* BEGIN *

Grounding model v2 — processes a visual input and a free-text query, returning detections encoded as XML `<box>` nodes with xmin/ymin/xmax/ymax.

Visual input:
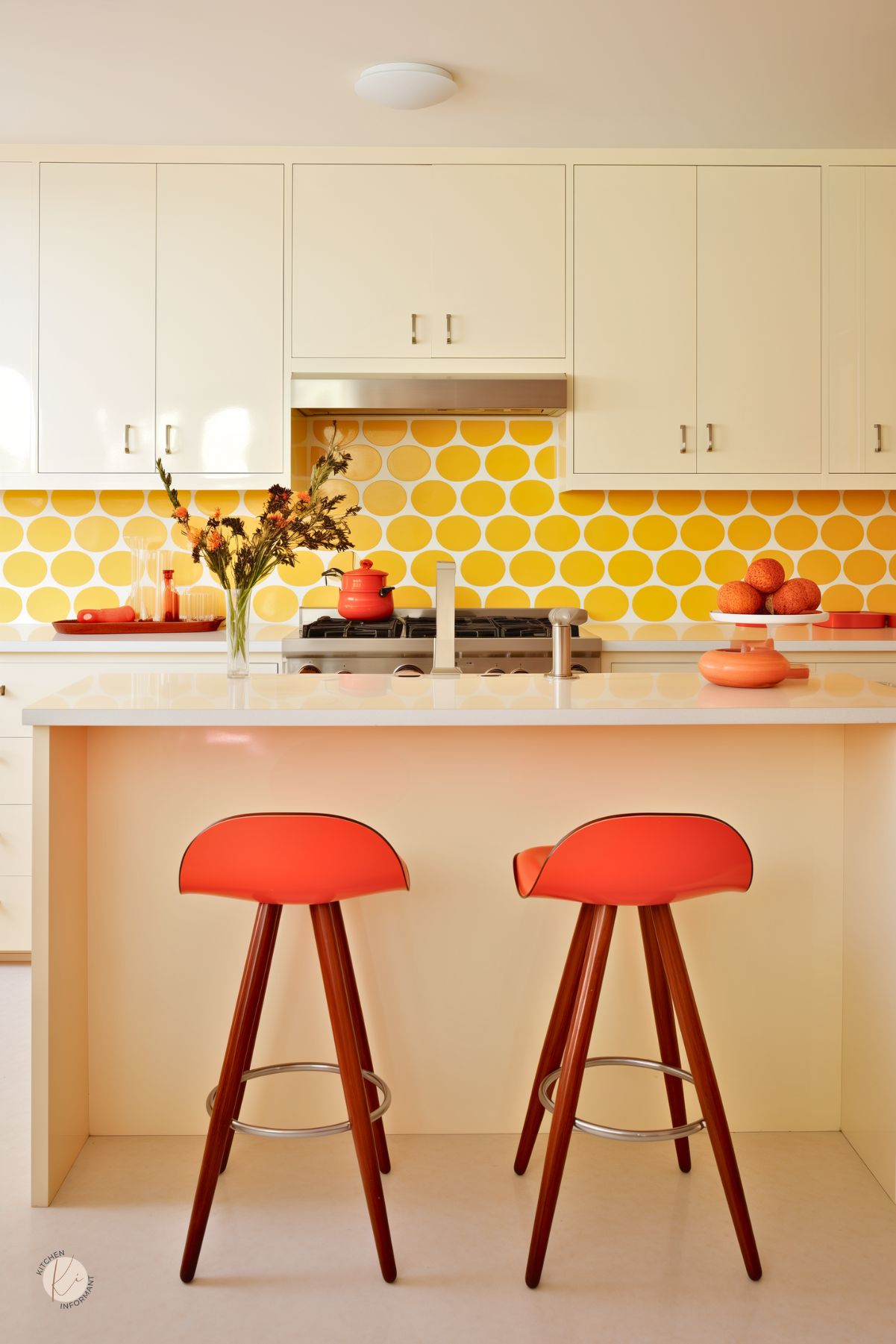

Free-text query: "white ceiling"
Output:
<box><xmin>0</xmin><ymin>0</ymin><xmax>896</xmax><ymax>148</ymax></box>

* END *
* BEGIN *

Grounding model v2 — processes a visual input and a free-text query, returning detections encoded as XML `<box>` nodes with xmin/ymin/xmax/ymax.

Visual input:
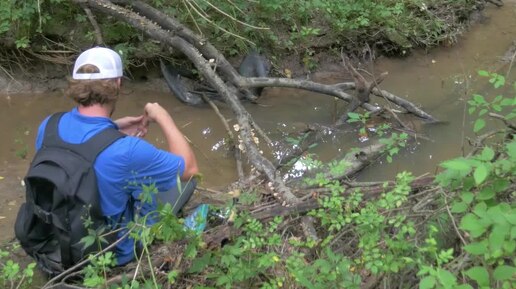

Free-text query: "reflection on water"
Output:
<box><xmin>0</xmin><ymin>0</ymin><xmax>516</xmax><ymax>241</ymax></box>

* END *
* BEGIN *

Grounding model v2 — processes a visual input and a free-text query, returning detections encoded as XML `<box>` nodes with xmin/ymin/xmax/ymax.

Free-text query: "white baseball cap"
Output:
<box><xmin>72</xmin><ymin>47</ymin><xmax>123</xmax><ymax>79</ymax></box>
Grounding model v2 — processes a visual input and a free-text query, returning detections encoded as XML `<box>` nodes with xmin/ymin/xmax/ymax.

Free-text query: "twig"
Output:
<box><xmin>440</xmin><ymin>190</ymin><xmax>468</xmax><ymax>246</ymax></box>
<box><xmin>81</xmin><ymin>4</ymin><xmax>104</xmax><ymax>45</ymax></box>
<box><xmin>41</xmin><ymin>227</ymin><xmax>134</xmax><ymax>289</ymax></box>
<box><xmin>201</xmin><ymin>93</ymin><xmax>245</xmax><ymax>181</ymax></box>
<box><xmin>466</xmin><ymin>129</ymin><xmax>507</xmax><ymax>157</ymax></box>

* END *

> Description of the task: State how many lines in the items above contain the string "white", treating uppercase and lowercase as different. Reply with the number alone.

> Output for this task: 2